> _Data for processing_:
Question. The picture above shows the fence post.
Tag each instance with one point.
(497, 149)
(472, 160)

--

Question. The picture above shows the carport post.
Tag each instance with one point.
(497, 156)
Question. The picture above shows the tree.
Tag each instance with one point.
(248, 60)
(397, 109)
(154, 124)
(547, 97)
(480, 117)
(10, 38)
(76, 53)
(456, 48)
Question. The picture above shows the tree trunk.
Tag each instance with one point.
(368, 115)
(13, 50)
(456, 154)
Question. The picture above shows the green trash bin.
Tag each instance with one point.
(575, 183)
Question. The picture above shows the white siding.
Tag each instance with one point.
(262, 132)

> _About this task_:
Only the number is wanted here. Please work out how many lines of the records contain "post".

> _Response to this exercise_:
2